HOW TO COMPLETE THIS TASK ▸ Each entry must be given again exactly as it appears, with images excluded.

DATA SHOWN ▸
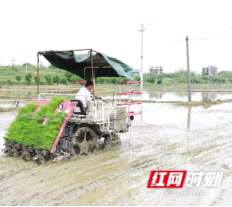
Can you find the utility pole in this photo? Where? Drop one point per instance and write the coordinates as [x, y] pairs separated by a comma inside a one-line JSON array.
[[141, 73], [26, 64], [189, 75]]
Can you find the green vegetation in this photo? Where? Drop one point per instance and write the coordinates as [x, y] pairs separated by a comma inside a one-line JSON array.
[[7, 109], [27, 130], [16, 75]]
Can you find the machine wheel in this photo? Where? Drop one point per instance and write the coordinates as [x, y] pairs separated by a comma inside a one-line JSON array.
[[15, 152], [107, 141], [116, 141], [26, 156], [84, 141]]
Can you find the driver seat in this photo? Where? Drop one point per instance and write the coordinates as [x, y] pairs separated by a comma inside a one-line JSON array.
[[79, 109]]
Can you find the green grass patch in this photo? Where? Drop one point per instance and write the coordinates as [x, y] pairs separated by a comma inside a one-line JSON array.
[[7, 109], [27, 130]]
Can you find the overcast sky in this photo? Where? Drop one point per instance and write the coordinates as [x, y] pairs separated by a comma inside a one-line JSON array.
[[113, 29]]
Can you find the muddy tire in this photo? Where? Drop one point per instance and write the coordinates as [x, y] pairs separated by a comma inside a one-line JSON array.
[[84, 141], [107, 141], [26, 156], [15, 152]]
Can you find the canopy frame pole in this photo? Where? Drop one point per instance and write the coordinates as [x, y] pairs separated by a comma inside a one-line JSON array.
[[38, 76], [93, 78]]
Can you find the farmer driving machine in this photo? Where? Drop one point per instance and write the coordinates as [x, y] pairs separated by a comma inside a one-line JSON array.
[[56, 129]]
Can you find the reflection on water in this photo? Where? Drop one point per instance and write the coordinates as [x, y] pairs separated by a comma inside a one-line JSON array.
[[189, 118], [182, 96], [1, 142], [177, 96], [155, 96], [181, 117]]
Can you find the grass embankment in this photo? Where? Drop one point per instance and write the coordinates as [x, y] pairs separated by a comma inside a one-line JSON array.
[[147, 87], [27, 130]]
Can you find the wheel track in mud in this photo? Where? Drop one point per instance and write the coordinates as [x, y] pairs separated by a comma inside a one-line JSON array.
[[120, 176]]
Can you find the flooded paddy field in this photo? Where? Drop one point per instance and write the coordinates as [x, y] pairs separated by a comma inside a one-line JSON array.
[[107, 94], [166, 137]]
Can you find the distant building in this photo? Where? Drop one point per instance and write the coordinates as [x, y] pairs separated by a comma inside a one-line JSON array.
[[159, 70], [136, 71], [210, 70]]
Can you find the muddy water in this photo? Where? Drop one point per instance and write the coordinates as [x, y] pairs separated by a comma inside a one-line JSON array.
[[180, 117], [119, 176], [1, 142], [177, 96]]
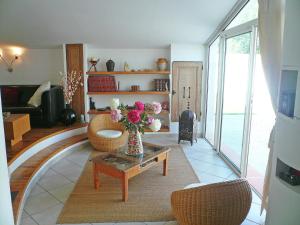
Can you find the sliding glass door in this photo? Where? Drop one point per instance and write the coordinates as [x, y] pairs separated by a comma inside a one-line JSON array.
[[212, 83], [236, 84], [262, 121], [240, 117]]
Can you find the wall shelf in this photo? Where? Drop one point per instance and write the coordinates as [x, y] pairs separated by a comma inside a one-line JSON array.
[[96, 112], [148, 72], [130, 93]]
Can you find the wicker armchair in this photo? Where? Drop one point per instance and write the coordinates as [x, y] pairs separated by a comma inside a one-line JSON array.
[[225, 203], [104, 122]]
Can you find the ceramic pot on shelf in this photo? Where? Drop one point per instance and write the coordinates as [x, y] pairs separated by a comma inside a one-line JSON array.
[[68, 116], [110, 65], [162, 64]]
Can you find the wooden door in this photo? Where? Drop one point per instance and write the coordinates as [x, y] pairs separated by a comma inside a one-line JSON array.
[[74, 59], [186, 85]]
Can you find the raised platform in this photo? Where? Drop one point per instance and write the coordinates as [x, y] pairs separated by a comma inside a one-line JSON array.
[[39, 150], [37, 139]]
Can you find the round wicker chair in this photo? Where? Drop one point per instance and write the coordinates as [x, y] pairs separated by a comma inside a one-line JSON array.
[[225, 203], [104, 122]]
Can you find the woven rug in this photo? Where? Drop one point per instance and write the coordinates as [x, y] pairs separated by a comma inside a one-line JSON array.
[[148, 199]]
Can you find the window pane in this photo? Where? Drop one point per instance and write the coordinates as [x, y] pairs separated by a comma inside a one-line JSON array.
[[248, 13], [235, 93], [212, 91], [263, 118]]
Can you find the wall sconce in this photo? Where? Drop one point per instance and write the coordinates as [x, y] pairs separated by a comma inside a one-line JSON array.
[[9, 64]]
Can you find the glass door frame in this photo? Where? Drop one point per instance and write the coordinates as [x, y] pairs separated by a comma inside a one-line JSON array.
[[249, 27]]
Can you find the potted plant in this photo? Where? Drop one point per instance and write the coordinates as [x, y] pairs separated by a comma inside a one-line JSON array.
[[136, 120], [70, 83]]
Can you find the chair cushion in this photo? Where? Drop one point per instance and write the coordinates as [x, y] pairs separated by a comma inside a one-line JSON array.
[[194, 185], [109, 133]]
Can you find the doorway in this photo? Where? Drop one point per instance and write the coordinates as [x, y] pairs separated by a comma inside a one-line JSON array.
[[186, 88]]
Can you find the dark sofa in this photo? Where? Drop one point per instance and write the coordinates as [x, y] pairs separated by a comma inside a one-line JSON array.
[[15, 97]]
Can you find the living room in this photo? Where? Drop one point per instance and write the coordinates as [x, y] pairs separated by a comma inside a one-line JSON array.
[[157, 113]]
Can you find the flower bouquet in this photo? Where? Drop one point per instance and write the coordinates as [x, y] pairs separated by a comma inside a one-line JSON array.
[[136, 120]]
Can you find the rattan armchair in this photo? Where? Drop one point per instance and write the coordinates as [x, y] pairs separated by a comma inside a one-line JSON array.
[[225, 203], [104, 122]]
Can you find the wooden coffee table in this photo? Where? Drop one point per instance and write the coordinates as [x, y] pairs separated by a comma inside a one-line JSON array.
[[124, 167], [15, 126]]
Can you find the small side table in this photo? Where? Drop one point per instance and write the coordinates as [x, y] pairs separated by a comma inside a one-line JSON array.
[[15, 126]]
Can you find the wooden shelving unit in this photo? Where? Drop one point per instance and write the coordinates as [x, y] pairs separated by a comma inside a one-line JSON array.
[[130, 93], [96, 112], [148, 72], [164, 113]]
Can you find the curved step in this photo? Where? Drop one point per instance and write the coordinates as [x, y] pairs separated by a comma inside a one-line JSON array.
[[38, 139], [26, 175]]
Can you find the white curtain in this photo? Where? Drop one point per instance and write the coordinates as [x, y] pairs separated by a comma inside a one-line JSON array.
[[270, 25]]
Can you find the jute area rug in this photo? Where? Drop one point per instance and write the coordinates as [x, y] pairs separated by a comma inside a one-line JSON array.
[[148, 199]]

WRITTEN RESPONSE ▸
Can you find the utility pole in this photo? Where? Drop one point per instance and write the coordinates as [x, y] pairs separated by a comma inside a one-line JSON array.
[[141, 73], [26, 64], [189, 75]]
Can you find the green vegetation in this photo? Where? Drop one point per instance and write the coordinates as [x, y] pairs separated by a comma inside a one-line JSON array.
[[7, 109], [27, 130], [16, 75]]
Can you find the machine wheel in this photo? Where? Drop one point per instance and write the coordinates as [x, y] pairs separated by a comma inside a one-line JSON array.
[[15, 152], [107, 141], [116, 141], [26, 156], [84, 141]]
Can you find the driver seat in this photo? Where? Drop one point per instance and write the coordinates as [x, y] pairs separated by a comma inside a one-line JSON array.
[[79, 109]]
Can you find the green grass patch in this photo? Where? Drop one point per instance and write the coordinates as [x, y] pairs separated by a comma inside a one-line JSON array.
[[7, 109], [27, 130]]
Can you find the overcast sky in this photo? Where? Drop one point per instance and write the coordinates as [x, y] pairs separated by a comma inside a one-line JSON array.
[[113, 29]]
Can you find the muddy tire in this photo? Where? Drop one point per instance and write the coordinates as [x, y] pairs separated by a comma inside a one-line JSON array.
[[84, 141], [107, 141], [26, 156], [15, 152]]
Can you find the canopy frame pole in this photo? Where? Drop one point per instance and write the coordinates as [x, y] pairs separated by a comma inside a one-line JSON array.
[[38, 76], [93, 78]]
Can you find the farmer driving machine in this photo? Where? Drop one point per instance and write the coordinates as [x, y] pairs separated by a comma inside a one-line JSON array.
[[56, 129]]
Can you find the reflection on water in this photo? Where? Drop one point per instance and write the coordinates as [x, y] pairs separated by a comma inside a one-line JSON array.
[[189, 118], [182, 96], [1, 142], [177, 96], [155, 96], [181, 117]]
Can you find the grass embankment in this photo? Where? Drop one point per instance and write the coordinates as [x, y] pairs separated by a comma inside a one-line JSON array.
[[147, 87], [27, 130]]
Can you find the wheel track in mud in this photo? Where? Drop one point per instance and write the coordinates as [x, y] pairs separated by a comma inside a one-line JSON array.
[[120, 176]]
Can you find the flooded paddy field in this photo? Where? Drop one point per instance and write the coordinates as [x, y] pairs separated by a comma inside a one-line JSON array.
[[107, 94], [166, 137]]
Can you find the distant building in this photo? Where? Drop one point per instance and write the coordinates as [x, y] pairs separated by a comma inside a one-line JSON array.
[[159, 70], [136, 71], [210, 70]]
Can you find the muddy water in this photo? Where? Drop one point per instance and write the coordinates as [x, y] pairs separated by a comma inside a one-line JSON array.
[[180, 117], [119, 176], [1, 142], [177, 96]]
Can you find the sliding glass door in this photo? Where? Drop one point per instance and write the coordinates as [x, y] pairs separated by a comma inside a one-line JSON array.
[[212, 83], [236, 84], [262, 121], [240, 117]]
Can you find the wall shelf in this photo? Where? Drop one point per instance and write the coordinates as [x, y] pairs separated by a comma inside a one-line JSON array.
[[96, 112], [148, 72], [130, 93]]
Can you find the wicker armchair in this photo? Where? Drop one point per instance and write the coordinates as [x, y] pairs separated by a comma inside a one-line JSON array.
[[225, 203], [104, 122]]
Can you find the ceramic pot on shelf in this photo? Where? Drop one point per instance and write the coordinates as [x, y] pairs separated by a comma inside a one-line JSON array.
[[68, 116], [110, 65], [162, 64]]
Can you find the wooden door in this photo? Where? Drop one point per instance and write the coordinates as [x, y] pairs separated by a comma inside a one-line JSON array.
[[74, 59], [186, 85]]
Can you find the raised platform in this photo? Where? Drop one point per instance and write the coordinates as [x, y] pairs separated by a comma inside a one-line JSON array.
[[39, 150], [37, 139]]
Can you find the round wicker chair in this photo? Where? Drop one point per instance and write the coordinates as [x, y] pairs separated by a comma inside a one-line JSON array.
[[225, 203], [104, 122]]
Can you find the woven rug in this photo? Where? Drop one point per instance and write the coordinates as [x, y] pairs separated by a comma inside a one-line JSON array.
[[148, 199]]
Can you find the window pane in this photo? Where? Drop one point per instance and write the coordinates as [x, y] pairs separated by a comma inside a one-line JSON array.
[[248, 13], [235, 93], [212, 91], [263, 118]]
Can you find the wall sconce in this photo? Where? Drop one point per instance and write the coordinates as [x, y] pairs separated by a comma inside a one-line JSON array.
[[9, 64]]
Can you find the glass door frame in this photo? Where? Drop one point per instance and write the coordinates as [x, y] pairs separated by a comma inside a one-line JSON array.
[[249, 27]]
Can you find the potted plant in this photo? Where? Drop one point per instance and write the coordinates as [x, y] pairs separated by a comma inside a one-line JSON array.
[[136, 120], [70, 83]]
Can you find the chair cushion in this photo? Where? Drop one point per instance and write the coordinates as [x, y] pairs separated by a comma inside a one-line JSON array.
[[194, 185], [109, 133]]
Can you find the doorway in this photo? Where? Drop one point per instance and write the coordinates as [x, y] pairs separated by a comma inside a one-line JSON array.
[[186, 88]]
Can you find the dark sofa in this photo? Where? Drop one point per instance and write the coordinates as [x, y] pairs separated by a comma inside a one-line JSON array.
[[15, 97]]
Can you find the living room in this photo? Where? Drop one point per instance and write the coordinates as [x, y] pairs separated by a comma inside a one-line JSON array.
[[157, 113]]
Can you find the flower bouquet in this photo? Where? Drop one point per instance and write the coordinates as [x, y] pairs separated by a comma inside a one-line JSON array.
[[136, 120]]
Can you find the rattan armchair in this photo? Where? Drop one point per instance and write the coordinates as [x, y] pairs separated by a comma inside a one-line JSON array.
[[225, 203], [104, 122]]
Can you find the wooden coffee table in this photo? Where? Drop one point per instance and write the coordinates as [x, y] pairs separated by a comma inside a one-line JSON array.
[[124, 167], [15, 126]]
Can you find the small side table in this photo? Where? Drop one point per instance and write the coordinates as [x, y] pairs separated by a comma inside a one-line JSON array.
[[15, 126]]
Can you find the wooden shelving unit in this photo? Where? Drop one point per instance and write the coordinates as [x, y] pairs separated by a comma inside a one-line JSON array.
[[130, 93], [96, 112], [148, 72], [164, 113]]
Can you find the curved step in this photo? Where? Drop one point per instance and write the coordinates as [x, y] pairs separated by a comma inside a one-line JSON array.
[[38, 139], [26, 175]]
Can you find the white curtain in this photo? Where? Drop one point per instance and write the coordinates as [x, y] pairs separated by a comma inside a one-line JSON array.
[[270, 25]]
Can you find the jute area rug in this photo? Where? Drop one point per instance and write the coordinates as [x, y] pairs separated by a comma inside a one-line JSON array.
[[148, 199]]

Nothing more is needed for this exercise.